• **Exercise instructions**:
- 1) Output everything in the FreeBSD X11 thread from "Indeed nothing new: old" down to "new ones (graphics/drm-kmod)?", word for word.
- 2) List every distinct username that has a post in the FreeBSD X11 thread.

#### Passage shown ####

# X11 in FreeBSD 12.0  != X11 in FreeBSD 11.2



## hruodr (Jun 21, 2019)

I installed 12.0, and now: fonts are unsharp, xterms are much wider. Cool?

Perhaps someone knows how to get X11 look like it always looked like?

And changing from X11 to consoles with Alt-Fx and back leads to a
black screen or to distorted colours.

I have the impression that 12.0 was not enough tested.

Thanks for any tipp!

UPDATE: I had the samew problem some years ago. Solution for my computer:

`kldload radeonkms.ko`


----------



## shkhln (Jun 21, 2019)

Did you upgrade to 12.0 or is it a clean installation? What is you hardware?



			
				hruodr said:
			
		

> X11 in FreeBSD 12.0 != X11 in FreeBSD 11.2





hruodr said:


> I have the impression that 12.0 was not enough tested.



Yes, it's absolutely the same X11. No, X11 wasn't tested specifically for 12.0 release, it's not a part of the base system.


----------



## hruodr (Jun 21, 2019)

Installed in a new CD, because I wanted to keep the 11.2 installation.

Indeed nothing new: old problems that I brought years ago to the forum. The solution for me:

`pkg install xf86-video-ati-legacy`

It is work for some hours to tune the system until I can work with it.


----------



## Beastie (Jun 22, 2019)

So you're still using the old drivers. Have you tried installing the new ones (graphics/drm-kmod)?



hruodr said:


> I installed 12.0, and now: fonts are unsharp, xterms are much wider. Cool?


Vesa?



hruodr said:


> I have the impression that 12.0 was not enough tested.


Unrelated to FreeBSD. Xorg is third-party software and not dependent on any particular FreeBSD version. That's the case for the entire ports tree actually, not just Xorg. And the separation only _increased_ lately with the new KMS drivers.


----------

#### Recorded information ####

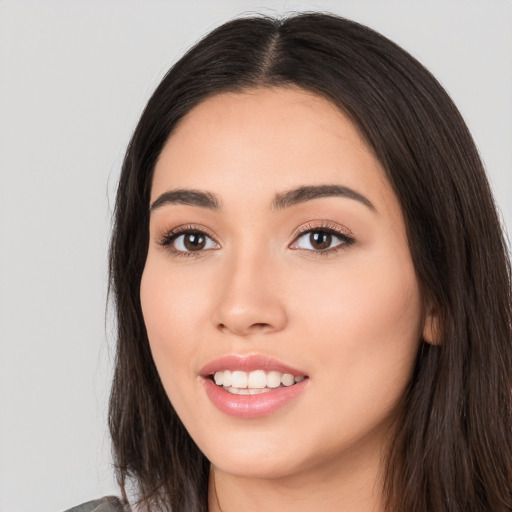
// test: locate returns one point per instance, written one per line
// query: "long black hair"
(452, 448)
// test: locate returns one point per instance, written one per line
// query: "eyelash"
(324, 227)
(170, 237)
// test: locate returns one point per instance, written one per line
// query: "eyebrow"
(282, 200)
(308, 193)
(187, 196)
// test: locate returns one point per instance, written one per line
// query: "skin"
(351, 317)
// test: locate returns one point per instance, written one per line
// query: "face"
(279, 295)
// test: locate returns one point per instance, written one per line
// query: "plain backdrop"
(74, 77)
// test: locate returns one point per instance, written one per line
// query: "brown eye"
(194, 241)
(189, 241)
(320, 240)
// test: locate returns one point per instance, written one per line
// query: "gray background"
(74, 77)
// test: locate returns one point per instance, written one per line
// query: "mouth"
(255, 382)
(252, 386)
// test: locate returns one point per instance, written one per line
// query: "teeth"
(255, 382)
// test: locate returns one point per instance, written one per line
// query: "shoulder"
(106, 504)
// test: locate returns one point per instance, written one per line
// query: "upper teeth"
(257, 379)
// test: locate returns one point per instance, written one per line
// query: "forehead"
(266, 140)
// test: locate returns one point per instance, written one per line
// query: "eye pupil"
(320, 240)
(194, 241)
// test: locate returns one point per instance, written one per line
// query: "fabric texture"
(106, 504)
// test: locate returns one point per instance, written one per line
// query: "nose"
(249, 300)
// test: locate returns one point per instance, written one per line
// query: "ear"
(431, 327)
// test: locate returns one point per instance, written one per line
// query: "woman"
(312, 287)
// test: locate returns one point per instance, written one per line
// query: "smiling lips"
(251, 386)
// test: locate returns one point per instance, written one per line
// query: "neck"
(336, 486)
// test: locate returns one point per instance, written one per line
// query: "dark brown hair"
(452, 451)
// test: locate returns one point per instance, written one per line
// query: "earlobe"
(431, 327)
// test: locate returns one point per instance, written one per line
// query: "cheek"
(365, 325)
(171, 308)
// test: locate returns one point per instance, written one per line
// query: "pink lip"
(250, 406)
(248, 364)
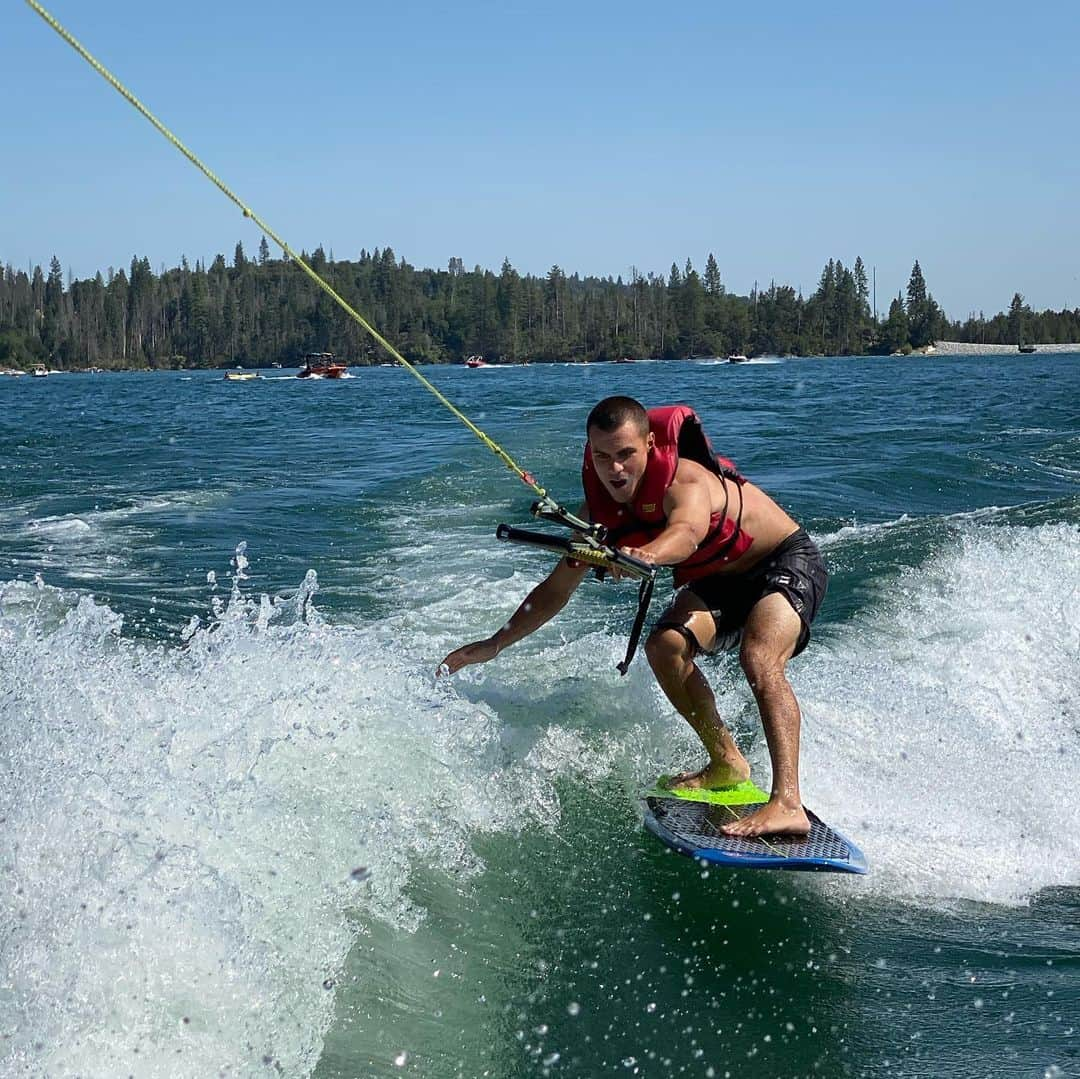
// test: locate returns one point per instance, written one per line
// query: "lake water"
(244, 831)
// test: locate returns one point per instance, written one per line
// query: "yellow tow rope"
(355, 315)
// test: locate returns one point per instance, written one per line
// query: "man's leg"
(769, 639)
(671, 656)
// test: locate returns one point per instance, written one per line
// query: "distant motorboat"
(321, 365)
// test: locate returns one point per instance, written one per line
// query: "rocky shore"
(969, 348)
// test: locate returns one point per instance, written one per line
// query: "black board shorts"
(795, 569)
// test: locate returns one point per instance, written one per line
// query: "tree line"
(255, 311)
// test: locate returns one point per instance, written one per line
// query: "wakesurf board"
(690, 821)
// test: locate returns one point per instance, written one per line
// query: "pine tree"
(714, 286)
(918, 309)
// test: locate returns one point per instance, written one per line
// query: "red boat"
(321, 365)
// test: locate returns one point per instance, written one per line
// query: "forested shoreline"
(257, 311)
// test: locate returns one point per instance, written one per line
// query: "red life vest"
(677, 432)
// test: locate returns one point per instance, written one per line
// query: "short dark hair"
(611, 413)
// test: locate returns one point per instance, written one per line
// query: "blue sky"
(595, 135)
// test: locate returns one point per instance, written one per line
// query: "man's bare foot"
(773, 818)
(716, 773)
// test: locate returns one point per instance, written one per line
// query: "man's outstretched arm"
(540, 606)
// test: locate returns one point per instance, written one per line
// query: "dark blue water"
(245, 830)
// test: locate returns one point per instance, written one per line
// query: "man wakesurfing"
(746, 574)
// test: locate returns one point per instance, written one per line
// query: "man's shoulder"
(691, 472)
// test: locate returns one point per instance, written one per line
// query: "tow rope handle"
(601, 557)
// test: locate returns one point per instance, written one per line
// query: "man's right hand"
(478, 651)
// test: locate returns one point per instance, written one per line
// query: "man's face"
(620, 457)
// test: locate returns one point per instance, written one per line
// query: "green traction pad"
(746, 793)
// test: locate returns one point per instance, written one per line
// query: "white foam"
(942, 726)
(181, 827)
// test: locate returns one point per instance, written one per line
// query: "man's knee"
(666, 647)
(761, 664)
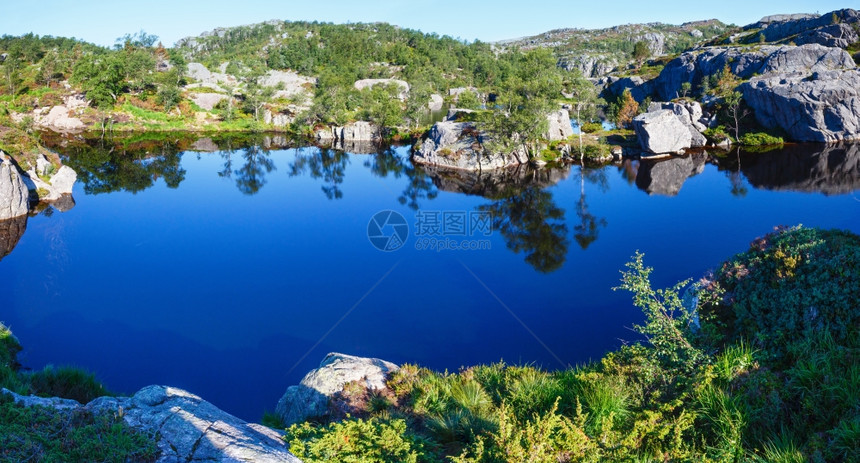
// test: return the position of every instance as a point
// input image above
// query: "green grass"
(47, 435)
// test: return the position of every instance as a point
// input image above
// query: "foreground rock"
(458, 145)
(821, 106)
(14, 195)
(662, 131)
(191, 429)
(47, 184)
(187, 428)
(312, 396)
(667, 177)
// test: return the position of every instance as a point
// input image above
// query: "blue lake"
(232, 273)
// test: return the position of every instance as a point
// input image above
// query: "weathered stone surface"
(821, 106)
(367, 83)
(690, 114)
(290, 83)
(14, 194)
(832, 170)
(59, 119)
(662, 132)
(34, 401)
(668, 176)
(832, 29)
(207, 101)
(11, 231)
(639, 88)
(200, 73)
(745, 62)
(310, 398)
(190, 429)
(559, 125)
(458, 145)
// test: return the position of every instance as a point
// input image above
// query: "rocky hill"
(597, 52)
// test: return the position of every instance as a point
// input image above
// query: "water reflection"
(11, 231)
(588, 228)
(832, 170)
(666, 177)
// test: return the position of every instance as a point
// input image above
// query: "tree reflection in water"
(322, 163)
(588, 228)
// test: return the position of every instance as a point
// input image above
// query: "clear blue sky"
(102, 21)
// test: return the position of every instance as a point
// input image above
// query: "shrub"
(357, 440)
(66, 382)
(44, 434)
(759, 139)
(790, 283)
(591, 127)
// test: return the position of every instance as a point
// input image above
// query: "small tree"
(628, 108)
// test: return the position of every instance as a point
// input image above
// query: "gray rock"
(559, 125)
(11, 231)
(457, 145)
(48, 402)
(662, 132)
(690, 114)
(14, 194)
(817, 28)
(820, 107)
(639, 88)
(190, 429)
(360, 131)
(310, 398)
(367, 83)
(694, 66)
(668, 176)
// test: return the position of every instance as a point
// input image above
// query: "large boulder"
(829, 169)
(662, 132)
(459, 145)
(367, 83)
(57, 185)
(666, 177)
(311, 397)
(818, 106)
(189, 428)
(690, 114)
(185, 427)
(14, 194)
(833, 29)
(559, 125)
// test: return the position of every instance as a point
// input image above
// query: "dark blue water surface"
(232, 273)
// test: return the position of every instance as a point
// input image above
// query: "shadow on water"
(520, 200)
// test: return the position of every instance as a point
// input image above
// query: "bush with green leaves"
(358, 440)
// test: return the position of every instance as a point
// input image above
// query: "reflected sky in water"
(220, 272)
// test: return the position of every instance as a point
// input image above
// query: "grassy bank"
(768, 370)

####

• **Per-task answers**:
- 1)
Indeed nothing new: old problems that I brought years ago to the forum. The solution for me:

`pkg install xf86-video-ati-legacy`

It is work for some hours to tune the system until I can work with it.


----------



## Beastie (Jun 22, 2019)

So you're still using the old drivers. Have you tried installing the new ones (graphics/drm-kmod)?

- 2)
hruodr
shkhln
Beastie